● Excerpt to read
□ □ □

Ponzi-Scheme Theft Loss Deduction in an IRA

Hi all, I need your help. Unfortunately, I have several clients that were invested in the Medical Capital Notes program that failed and was seized by the SEC and turned over to a Receiver in 2009 and was considered a Ponzi-scheme investment. After various recoveries from asset sales and class-action suits against the trustees, Wells Fargo and Bank of NY, all investors ended up losing about 34% of their investment.

Special rules were created in 2009 following the Madoff scam that allows investors to deduct their losses as casualty/theft losses as opposed to capital losses. This is huge for investors that held their investment outside of retirement accounts, like IRA’s and 401(k)’s. There was a lot of outrage because of these losses and Senator Schumer submitted bipartisan legislation that would’ve allowed an IRA participant to deduct up to 50% of their losses but the legislation died in committee. Then in 2010 the legislation was brought in by a Representative of the House but the legislation died again.

In July of 2010 Senator Mitch McConnell wrote to the IRS Commissioner asking for clarification on this issue and the response from the IRS was that these losses are not deductible from IRA’s. I have not seen anything after that in response to this type of loss.

In December of 2016, the Receiver in the Medical Capital case formally closed the investigation, filed his summary and paid out all remaining claims. My question is, now that this is closed does anyone have any information that differs from what I’ve listed above? Is anyone aware of any method to create the deduction going forward? All of these IRA’s are pre-tax contributions so their basis is zero (0). Any suggestions or comments would be greatly appreciated. Thanks.

Paul



How were these recoveries handled? Were checks issued by the litigation firm and rolled back to the IRAs under the restorative payments guidelines? As for any deductions or other recovery options, have not heard of any.

□ □ □

● Recorded data
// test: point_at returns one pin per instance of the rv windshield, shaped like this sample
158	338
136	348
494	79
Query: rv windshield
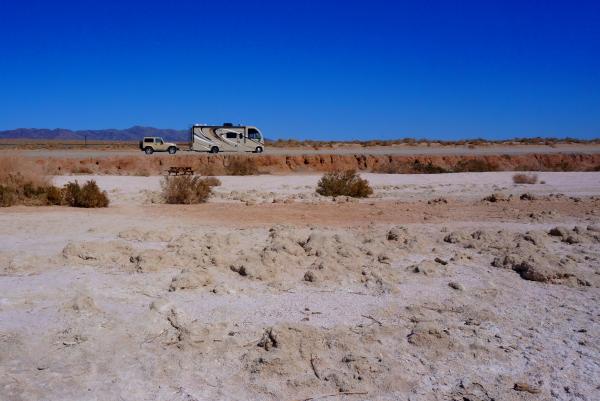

□ □ □

● Work request
Could you rewrite the stretch of the IRA theft-loss post from "Hi all, I need" through "of their investment.", putting "fraudulent investment" in place of "Ponzi-scheme investment"?

● Task output
Hi all, I need your help. Unfortunately, I have several clients that were invested in the Medical Capital Notes program that failed and was seized by the SEC and turned over to a Receiver in 2009 and was considered a fraudulent investment. After various recoveries from asset sales and class-action suits against the trustees, Wells Fargo and Bank of NY, all investors ended up losing about 34% of their investment.